Directions:
Rescale the records from the line holding "of the rear" through the end of the records, inclusive, and give only those lines again, requests included. Multiply every x,y point coordinate in the answers by 0.55 and round to whole numbers, halves up, leaving the requests and their sample values unchanged.

Listed records:
-------------------------

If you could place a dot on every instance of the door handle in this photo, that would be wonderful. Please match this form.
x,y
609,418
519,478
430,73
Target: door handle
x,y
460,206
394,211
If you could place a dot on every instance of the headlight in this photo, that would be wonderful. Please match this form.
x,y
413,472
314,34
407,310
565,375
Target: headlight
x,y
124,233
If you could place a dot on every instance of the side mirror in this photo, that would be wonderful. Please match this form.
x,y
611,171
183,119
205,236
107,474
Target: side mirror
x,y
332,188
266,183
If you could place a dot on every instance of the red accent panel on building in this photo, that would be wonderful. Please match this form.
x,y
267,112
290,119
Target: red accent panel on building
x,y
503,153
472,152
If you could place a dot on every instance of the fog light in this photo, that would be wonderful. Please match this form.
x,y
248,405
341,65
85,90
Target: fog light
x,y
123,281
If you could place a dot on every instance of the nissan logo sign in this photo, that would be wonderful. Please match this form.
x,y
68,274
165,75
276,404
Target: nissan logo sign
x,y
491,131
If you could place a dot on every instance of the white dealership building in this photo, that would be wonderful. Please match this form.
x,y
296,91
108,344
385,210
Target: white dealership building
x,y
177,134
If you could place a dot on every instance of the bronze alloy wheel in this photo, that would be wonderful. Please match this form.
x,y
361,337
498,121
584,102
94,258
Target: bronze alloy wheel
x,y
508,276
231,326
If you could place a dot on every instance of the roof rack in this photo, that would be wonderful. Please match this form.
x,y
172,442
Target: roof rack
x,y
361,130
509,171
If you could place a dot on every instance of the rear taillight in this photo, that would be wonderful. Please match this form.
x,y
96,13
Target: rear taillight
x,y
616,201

-------------------------

Full answer:
If you could place a dot on every instance of the rear taillight in this photo, that would be wonderful. Please match this form.
x,y
96,13
Target: rear taillight
x,y
339,111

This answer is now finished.